Aim of the exercise: How many lines in the records below contain the string "club"? Reply with the number alone.

Data for this task:
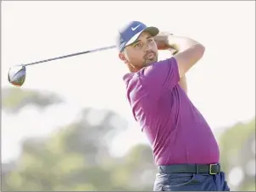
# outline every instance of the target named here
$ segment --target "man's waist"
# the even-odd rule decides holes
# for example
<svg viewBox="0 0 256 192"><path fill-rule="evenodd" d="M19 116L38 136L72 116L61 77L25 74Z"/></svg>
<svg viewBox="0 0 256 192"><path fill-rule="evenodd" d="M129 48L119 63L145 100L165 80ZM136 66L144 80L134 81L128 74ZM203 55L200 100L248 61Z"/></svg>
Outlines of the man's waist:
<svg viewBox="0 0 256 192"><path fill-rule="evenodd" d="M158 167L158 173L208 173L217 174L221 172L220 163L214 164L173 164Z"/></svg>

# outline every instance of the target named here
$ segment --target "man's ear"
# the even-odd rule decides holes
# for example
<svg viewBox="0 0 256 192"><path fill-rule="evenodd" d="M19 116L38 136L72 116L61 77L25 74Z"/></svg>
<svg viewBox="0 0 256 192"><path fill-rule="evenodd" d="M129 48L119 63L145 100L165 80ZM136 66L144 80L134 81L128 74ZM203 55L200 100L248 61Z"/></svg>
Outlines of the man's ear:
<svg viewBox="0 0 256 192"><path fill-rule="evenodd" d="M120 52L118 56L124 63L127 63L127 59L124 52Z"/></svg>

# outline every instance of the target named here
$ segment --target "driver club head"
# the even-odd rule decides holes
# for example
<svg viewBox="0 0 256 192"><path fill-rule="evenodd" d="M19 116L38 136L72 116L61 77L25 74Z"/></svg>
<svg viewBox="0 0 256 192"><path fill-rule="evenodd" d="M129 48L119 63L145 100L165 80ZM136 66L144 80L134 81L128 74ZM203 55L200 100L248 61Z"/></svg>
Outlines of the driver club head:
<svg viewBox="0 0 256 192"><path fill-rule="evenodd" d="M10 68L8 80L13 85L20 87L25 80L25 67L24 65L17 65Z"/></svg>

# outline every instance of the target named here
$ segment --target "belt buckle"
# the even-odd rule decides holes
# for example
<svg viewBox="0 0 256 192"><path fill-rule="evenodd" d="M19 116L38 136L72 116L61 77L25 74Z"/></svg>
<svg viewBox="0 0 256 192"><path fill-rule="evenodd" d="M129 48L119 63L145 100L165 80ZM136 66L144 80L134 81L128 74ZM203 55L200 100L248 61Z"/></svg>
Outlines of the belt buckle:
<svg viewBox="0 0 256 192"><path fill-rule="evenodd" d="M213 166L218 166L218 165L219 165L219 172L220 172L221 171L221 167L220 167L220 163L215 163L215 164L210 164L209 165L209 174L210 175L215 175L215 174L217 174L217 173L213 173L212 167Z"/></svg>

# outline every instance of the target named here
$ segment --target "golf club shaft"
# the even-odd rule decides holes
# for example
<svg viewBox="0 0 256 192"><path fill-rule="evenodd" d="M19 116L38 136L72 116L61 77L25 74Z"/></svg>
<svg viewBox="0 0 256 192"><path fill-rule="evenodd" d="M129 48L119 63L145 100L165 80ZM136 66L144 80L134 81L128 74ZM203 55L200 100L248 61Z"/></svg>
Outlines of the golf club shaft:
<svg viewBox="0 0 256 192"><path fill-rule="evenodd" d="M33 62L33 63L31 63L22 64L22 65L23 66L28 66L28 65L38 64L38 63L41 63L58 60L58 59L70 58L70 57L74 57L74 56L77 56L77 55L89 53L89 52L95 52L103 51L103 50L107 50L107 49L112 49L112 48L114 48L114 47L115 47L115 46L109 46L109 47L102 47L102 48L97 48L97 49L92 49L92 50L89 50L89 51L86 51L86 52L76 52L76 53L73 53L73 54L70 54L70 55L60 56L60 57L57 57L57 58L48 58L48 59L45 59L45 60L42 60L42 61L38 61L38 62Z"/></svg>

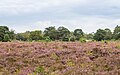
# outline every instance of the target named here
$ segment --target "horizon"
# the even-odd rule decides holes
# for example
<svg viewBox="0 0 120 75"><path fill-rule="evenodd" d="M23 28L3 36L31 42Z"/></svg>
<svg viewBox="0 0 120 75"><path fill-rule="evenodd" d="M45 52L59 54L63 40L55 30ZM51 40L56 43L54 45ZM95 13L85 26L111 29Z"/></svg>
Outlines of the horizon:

--

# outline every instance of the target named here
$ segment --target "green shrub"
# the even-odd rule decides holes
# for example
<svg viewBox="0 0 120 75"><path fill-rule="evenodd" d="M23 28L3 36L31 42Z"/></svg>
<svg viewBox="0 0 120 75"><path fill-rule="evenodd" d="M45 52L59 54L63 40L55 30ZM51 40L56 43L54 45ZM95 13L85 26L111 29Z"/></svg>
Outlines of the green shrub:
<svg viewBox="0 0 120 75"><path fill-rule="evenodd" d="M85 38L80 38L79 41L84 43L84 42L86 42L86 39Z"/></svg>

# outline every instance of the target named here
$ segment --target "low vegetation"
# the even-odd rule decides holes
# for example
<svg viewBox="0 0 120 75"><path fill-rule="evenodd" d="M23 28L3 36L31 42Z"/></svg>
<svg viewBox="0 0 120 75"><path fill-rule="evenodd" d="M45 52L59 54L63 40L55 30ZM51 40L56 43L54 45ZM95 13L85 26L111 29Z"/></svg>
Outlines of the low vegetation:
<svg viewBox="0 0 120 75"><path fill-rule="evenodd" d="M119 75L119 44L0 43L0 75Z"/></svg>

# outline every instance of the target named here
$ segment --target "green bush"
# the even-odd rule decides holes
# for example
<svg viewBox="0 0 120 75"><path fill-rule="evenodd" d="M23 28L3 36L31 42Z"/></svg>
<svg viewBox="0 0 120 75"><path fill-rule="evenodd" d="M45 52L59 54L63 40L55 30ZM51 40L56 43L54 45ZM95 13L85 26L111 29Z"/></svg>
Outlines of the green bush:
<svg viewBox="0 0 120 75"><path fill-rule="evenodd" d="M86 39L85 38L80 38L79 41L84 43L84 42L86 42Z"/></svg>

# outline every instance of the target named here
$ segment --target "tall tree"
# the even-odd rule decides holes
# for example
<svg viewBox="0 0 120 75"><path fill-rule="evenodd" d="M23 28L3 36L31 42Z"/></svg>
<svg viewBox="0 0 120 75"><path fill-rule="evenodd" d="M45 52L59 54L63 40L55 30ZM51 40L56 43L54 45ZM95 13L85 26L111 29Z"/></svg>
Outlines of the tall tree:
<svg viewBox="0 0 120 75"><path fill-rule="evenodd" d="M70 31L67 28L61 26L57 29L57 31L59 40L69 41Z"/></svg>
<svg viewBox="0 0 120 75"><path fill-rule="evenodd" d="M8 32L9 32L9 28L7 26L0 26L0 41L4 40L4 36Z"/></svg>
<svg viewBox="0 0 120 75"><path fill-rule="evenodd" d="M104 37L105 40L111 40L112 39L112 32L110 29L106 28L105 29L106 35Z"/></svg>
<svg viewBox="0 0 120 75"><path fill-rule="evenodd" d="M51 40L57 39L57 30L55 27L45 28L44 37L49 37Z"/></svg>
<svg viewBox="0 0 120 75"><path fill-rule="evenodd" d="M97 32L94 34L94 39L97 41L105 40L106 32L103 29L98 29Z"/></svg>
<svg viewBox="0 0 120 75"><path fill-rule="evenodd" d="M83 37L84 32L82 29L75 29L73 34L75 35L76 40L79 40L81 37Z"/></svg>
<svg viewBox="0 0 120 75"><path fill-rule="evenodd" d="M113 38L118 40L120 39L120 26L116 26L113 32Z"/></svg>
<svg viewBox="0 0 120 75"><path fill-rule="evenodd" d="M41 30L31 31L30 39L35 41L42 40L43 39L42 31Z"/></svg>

---

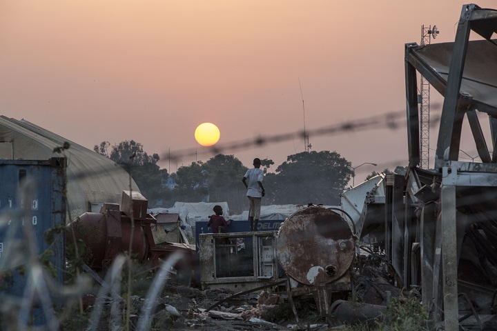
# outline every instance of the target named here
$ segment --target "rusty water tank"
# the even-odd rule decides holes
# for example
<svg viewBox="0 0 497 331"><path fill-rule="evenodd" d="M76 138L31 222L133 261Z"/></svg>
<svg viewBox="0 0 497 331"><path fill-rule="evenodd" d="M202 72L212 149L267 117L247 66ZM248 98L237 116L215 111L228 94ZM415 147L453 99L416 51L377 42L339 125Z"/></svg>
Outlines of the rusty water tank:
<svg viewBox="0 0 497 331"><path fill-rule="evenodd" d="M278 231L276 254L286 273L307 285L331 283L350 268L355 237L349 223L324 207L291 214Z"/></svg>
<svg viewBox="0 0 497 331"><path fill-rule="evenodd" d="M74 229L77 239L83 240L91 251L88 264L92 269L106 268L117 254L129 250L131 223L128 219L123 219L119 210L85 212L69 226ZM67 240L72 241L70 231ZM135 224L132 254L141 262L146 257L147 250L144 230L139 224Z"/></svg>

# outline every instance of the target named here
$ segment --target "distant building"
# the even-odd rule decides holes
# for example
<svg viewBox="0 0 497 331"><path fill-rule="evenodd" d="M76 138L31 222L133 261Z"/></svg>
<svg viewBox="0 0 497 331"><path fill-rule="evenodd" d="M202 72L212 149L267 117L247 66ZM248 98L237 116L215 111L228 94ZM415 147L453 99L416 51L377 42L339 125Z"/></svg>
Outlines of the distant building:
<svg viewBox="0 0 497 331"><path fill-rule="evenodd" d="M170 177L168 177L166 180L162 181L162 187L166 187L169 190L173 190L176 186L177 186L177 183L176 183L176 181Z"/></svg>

Correct response: 4